Start of EXERCISE TEXT

Hello, friends! I hope you are all continuing to stay safe and healthy during this crazy pandemic. How is everyone weathering the quarantine? Has the place where you live begun to reopen?
Today I would like to show you Culloden House, a stately Georgian-style mansion set in the beautiful Scottish Highlands. Last year, Mr. C and I visited for afternoon tea, before exploring the house and grounds and then heading over to see nearby Clava Cairns.
The year was 1746 and a young man by the name of…wait for it…Charles Edward Louis John Casimir Sylvester Severino Maria Stuart was on the run. We know him better as Bonnie Prince Charlie (and thank goodness because that was a mouthful).
Following a crushing defeat at the Battle of Culloden – the short, bloody battle in which Prince Charlie led his Jacobite supporters in an attempt to restore his family (the Stuarts) to the English and Scottish thrones – Charlie found himself fleeing for his life from an aggressive pursuit by the king’s men. With assistance from loyal Scottish clansmen along the way, Charlie’s escape took him through the Highlands and into the western islands of Scotland, finally landing him on the Isle of Skye in the Inner Hebrides.

End of EXERCISE TEXT
Start of STUDY MATERIAL

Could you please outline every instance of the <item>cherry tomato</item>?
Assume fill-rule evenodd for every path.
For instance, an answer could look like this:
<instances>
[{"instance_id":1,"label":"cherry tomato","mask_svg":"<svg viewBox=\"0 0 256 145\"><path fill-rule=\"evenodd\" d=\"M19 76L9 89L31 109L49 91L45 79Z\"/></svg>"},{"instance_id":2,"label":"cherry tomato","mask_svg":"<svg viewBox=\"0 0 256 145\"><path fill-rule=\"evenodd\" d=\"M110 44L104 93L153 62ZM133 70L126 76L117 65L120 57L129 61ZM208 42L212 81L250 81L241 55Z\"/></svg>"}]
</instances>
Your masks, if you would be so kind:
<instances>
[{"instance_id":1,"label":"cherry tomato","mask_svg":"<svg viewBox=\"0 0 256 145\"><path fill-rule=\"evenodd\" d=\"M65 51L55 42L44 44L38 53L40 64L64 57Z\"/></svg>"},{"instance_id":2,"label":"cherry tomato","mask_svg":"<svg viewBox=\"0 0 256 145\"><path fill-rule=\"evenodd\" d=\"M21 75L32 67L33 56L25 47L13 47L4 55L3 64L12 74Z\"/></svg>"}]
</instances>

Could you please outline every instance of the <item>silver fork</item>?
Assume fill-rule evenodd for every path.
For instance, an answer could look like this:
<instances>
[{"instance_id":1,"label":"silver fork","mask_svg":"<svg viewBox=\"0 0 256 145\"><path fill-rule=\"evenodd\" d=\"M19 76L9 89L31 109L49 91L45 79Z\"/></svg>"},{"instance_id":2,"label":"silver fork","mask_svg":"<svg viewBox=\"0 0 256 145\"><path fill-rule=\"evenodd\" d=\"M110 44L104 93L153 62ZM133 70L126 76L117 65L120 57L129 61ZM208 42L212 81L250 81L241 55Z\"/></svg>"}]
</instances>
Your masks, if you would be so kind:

End of STUDY MATERIAL

EXERCISE SET:
**1.** According to the Culloden House post, why is it fortunate that the prince is better known as Bonnie Prince Charlie?
**2.** Rewrite the paragraph of the Culloden House post that begins "Following a crushing defeat" as a short list that keeps its main facts.
**3.** Carry the Culloden House post further, picking up right after its final sentence.

TASK-BY-TASK RESULTS:
**1.** His full name, Charles Edward Louis John Casimir Sylvester Severino Maria Stuart, was a mouthful.

**2.**
- At the Battle of Culloden, a short, bloody battle, Prince Charlie led his Jacobite supporters in an attempt to restore the Stuarts to the English and Scottish thrones.
- After a crushing defeat there, he fled for his life while the king's men pursued him aggressively.
- Loyal Scottish clansmen helped him along the way.
- His escape took him through the Highlands and the western islands of Scotland and finally to the Isle of Skye in the Inner Hebrides.

**3.**
It was on Skye that John MacKinnon, the chief of Clan MacKinnon, helped Prince Charlie escape Scotland for France. As a token of his gratitude, the Prince gave John the secret recipe to his liqueur that had been created for him when he was at the French court.
Many generations later, in 1873, that secret recipe passed into the hands of John Ross of the Broadford Hotel on Skye and John’s son James went on to register “an dram buidheach” (in Gaelic, “the drink that satisfies”) as a trademark. In 1914, Malcolm MacKinnon obtained the recipe and trademark and established what we know today as the Drambuie Liqueur Company.
Interestingly, the recipe continues to remain under wraps, known by only a few within the company.